• Your instructions
Would you retype every record below exactly as written?

*** Extracted data ***

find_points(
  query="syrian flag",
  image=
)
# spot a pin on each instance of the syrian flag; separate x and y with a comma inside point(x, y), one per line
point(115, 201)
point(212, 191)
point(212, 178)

*** End of Extracted data ***

• Task output
find_points(
  query="syrian flag",
  image=
)
# spot a pin on each instance of the syrian flag; separate x and y with a comma inside point(x, y), one per line
point(115, 201)
point(212, 191)
point(212, 178)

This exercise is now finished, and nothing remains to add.